• _REQUIRED WORK_
The entries below should be copied exactly and completely.

• _EXTRACTED MATERIAL_
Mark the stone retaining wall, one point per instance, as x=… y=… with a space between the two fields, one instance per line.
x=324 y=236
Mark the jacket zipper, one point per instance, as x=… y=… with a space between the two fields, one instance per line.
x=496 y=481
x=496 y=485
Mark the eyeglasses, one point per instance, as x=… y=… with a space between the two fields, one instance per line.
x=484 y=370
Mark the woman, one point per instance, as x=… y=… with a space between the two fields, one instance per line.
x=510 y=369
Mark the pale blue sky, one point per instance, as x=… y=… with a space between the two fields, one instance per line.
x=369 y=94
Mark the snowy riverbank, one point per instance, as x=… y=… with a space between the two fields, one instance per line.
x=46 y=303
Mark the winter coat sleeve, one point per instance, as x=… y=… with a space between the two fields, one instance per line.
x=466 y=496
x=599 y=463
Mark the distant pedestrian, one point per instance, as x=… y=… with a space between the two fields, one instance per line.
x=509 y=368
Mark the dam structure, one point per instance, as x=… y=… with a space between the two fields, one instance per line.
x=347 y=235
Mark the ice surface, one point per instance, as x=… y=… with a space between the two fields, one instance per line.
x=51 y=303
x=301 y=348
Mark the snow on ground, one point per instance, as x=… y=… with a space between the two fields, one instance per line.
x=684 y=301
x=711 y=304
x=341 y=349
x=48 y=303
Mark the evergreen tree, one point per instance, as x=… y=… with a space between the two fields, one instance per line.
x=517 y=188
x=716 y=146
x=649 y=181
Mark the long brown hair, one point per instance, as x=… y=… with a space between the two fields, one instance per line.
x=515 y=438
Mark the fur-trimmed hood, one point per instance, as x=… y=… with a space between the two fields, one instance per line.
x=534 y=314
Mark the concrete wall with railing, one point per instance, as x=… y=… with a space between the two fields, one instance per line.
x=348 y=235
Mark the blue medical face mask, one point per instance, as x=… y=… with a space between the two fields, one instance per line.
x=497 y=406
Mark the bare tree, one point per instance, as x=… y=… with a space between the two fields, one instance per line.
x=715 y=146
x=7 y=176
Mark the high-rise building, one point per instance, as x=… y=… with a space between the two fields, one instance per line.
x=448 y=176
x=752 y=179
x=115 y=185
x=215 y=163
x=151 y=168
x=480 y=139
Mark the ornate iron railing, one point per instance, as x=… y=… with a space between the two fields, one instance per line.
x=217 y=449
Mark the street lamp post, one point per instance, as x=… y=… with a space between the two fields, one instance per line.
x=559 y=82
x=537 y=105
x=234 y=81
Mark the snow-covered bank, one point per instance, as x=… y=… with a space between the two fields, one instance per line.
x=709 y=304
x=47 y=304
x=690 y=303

• _EXPECTED ANSWER_
Mark the stone retaining wall, one point per instance, as x=… y=… with a space between the two fields, one instance per line.
x=324 y=236
Mark the jacket zipper, one point per instance, as x=… y=… with a space between the two fields, one instance per line.
x=496 y=481
x=496 y=485
Mark the eyeglasses, one point per instance, as x=… y=… with a space between the two fields, one instance per line.
x=484 y=370
Mark the woman, one point per instance, as x=… y=… with a space between the two fields, one instance per line.
x=510 y=369
Mark the pale blue sky, one point per instance, as x=… y=… with a space between the two fields, one instance per line.
x=369 y=94
Mark the snowy riverbank, one point per instance, as x=… y=… with a space between the two fields, one instance per line.
x=46 y=303
Mark the winter coat sleeve, one point per instance, as x=… y=… with a space between the two fields, one instance per line.
x=466 y=496
x=599 y=463
Mark the distant pedestrian, one point per instance, as x=… y=… with a space between the two fields, one instance per line.
x=509 y=368
Mark the dam structure, one point per instance, as x=… y=… with a space between the two fields, one instance per line.
x=347 y=235
Mark the ice surface, one point per instance, as x=… y=… with a space between the two fields, one instance per line.
x=51 y=303
x=301 y=348
Mark the snow on ground, one point per instance, as x=… y=… with a space between the two fields, one instance per line.
x=684 y=301
x=711 y=304
x=341 y=349
x=48 y=303
Mark the evergreen tree, one point per instance, as x=… y=… with a space between the two fields, one instance per line.
x=517 y=188
x=716 y=146
x=649 y=181
Mark the long brown hair, one point per instance, as x=… y=… with a space between the two fields, one instance per line.
x=515 y=438
Mark the fur-trimmed hood, one point per instance, as x=… y=… with a space between the two fields, one instance per line.
x=534 y=314
Mark the concrete wall with railing, one point per instance, as x=… y=… with a space between the two fields, one instance per line.
x=348 y=235
Mark the blue medical face mask, one point per instance, as x=… y=… with a space between the two fields, one instance per line.
x=497 y=406
Mark the bare tree, one point per instance, as x=… y=… with a space between the two fields, one instance per line.
x=715 y=146
x=7 y=176
Mark the high-rise building, one point per instance, as x=… y=… with a space between the two fields, one instance per line.
x=448 y=176
x=752 y=179
x=115 y=185
x=215 y=163
x=151 y=168
x=480 y=139
Mark the ornate iron railing, one point per instance, as x=… y=… with a space between the two fields, one instance per line.
x=217 y=449
Mark the street lamp post, one point per instance, as x=… y=… with a space between the two fields, one instance per line.
x=559 y=82
x=537 y=105
x=234 y=81
Mark the snow-covered bank, one point per instance, as x=… y=… with a space between the two fields, one instance per line.
x=709 y=304
x=47 y=304
x=690 y=303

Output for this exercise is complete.